Teks Kutipan:
Jumat, November 29, 2013

Manusia yang Beruntung

MANUSIA YANG BERUNTUNG
Oleh: Bhikkhu Thitaviriyo


Kiccho manussapatilābho, Kiccham maccana jîvitam
Kiccham saddhammasavanam, Kiccho buddhānam uppādo

Sungguh sulit dapat terlahir sebagai manusia,
Sungguh sulit kehidupan makhluk hidup
Sungguh sulit dapat mendengarkan Dhamma,
Sungguh jarang terlahirnya para Buddha
(Dhammapada 182)

Manusia atau “manussa” dalam bahasa Pā
i berasal dari dua suku kata yaitu mano dan usa. Mano berarti pikiran/batin sedangkan usa berarti luhur. Jadi, manusia atau manussa adalah makhluk yang memiliki batin yang luhur.

Terlahir sebagai manusia merupakan sebuah keberuntungan. Namun banyak orang tidak menyadari keberuntungan ini. Ada dua potensi yang bisa dikembangkan jika hidup sebagai manusia. Kedua potensi itu adalah potensi duniawi yang akan menghantarkan kita pada kebahagiaan duniawi dan potensi spiritual yang akan menghantarkan kita kepada kebahagiaan non duniawi (batiniah). Banyak manusia tidak mengetahui potensi ini sehingga mereka jatuh dalam pelanggaran moral dan keterpurukan mental.

Dalam Samyutta Nikāya (Opammasamyutta), Sang Buddha waktu itu berdiam di Savathi pernah memberikan perumpamaan sebagai berikut;

Sang Bhagava mengambil sedikit tanah dengan kuku jarinya, dan Beliau berkata: “O para bhikkhu, bagaimana pendapatmu, mana yang lebih banyak, tanah yang ada di kuku jari saya ini atau tanah yang ada di bumi ini?”

“Tanah yang ada di bumi inilah yang lebih banyak, bhante. Sedangkan tanah yang ada di kuku Sang Bhagava jauh lebih sedikit dan tidak ada artinya. Tanah yang ada di bumi ini jauh lebih banyak, tidak dapat dihitung, tidak layak dibandingkan.”

“Demikian juga O para bhikkhu, makhluk-makhluk yang terlahir kembali sebagai manusia sangatlah sedikit jumlahnya. Sedangkan makhluk-makhluk yang terlahir sebagai bukan manusia jauh lebih banyak. Oleh karena itu O para bhikkhu, kalian seharusnya melatih diri demikian: ‘kami akan berdiam dan berlatih dengan rajin, demikianlah seharusnya kalian melatih diri”

Cuplikan Daftar:

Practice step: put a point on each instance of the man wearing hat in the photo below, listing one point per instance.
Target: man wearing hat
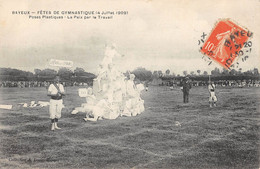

Tugas Tertulis: Teruskan uraian tentang keberuntungan terlahir sebagai manusia, dimulai sesudah kalimat terakhir yang ditampilkan.

Jawaban Tugas:
Sang Buddha dengan terang dan jelas mengajak kita merenungkan hal ini bahwa kesempatan terlahir sebagai manusia sangatlah sulit, oleh karena itu janganlah kita menyia-nyiakan kehidupan kita sebagai manusia dengan melakukan perbuatan-perbuatan yang tidak bermanfaat dan merugikan makhluk lain maupun diri sendiri.

Umumnya orang sering mengeluh dan tidak puas dengan keadaan dirinya. Mereka mengeluh karena mereka membandingkan dirinya dengan orang lain yang lebih dari dirinya. Dia merasa miskin karena membandingkannya dengan yang kaya, merasa buruk rupa karena membandingkan dirinya dengan yang cantik/ganteng. Hingga muncul pepatah yang mengatakan “rumput tetangga lebih hijau”. Selama kita membandingkan diri kita dengan yang lebih baik maka tidak akan pernah ada rasa puas.

Dalam Digha Nikāya (Sa
ngiti Sutta), Sang Buddha menjelaskan ada 9 kondisi yang tidak menguntungkan. Apabila kita berada dalam kondisi ini, maka kita tidak bisa bertemu Dhamma dan menjalani kehidupan suci (akkhanā asamayā brahmacariya vāsāya). Sembilan kondisi itu adalah:

1.    Terlahir di alam neraka/niraya.
Jika kita berada di alam neraka maka kesempatan untuk bertemu Dhamma tertutup bagi kita karena makhluk yang hidup di alam neraka mengalami siksaan lahir batin sehingga tidaklah mungkin sempat memikirkan Dhamma.

2.    Terlahir di alam binatang.
Walaupun ada binatang yang pandai tetapi tidaklah bisa mengerti Dhamma, mereka tidak punya kemampuan untuk mengerti Dhamma.

3.    Terlahir di alam peta.
Seperti kita ketahui bahwa alam peta sama dengan alam setan kelaparan, dimana mereka sangat membutuhkan kebaikan dari sanak keluarganya. Jika kita berada dalam keadaan lapar, maka sulit bagi kita untuk mengerti Dhamma karena hanya memikirkan perutnya saja.


4.    Terlahir di alam Asura.
Alam asura mempunyai kemiripan dengan alam peta hanya saja bentuk dan ukuran mereka yang berbeda.

5.    Terlahir di alam yang berumur sangat panjang.
Misalnya terlahir di alam Brahma yang memiliki usia kehidupan yang panjang sehingga melewatkan kesempatan bertemu Dhamma Sang Buddha.

6.    Terlahir di tengah-tengah suku yang bodoh tidak beradab, yang tidak dapat dikunjungi oleh para bhikkhu/bhikkhuni maupun upasaka/upasika.
Jika kita terlahir di suatu daerah atau tempat seperti ini, maka tidak ada ajaran kebenaran dan kondisinya tidak memungkinkan mendengarkan ajaran kebenaran.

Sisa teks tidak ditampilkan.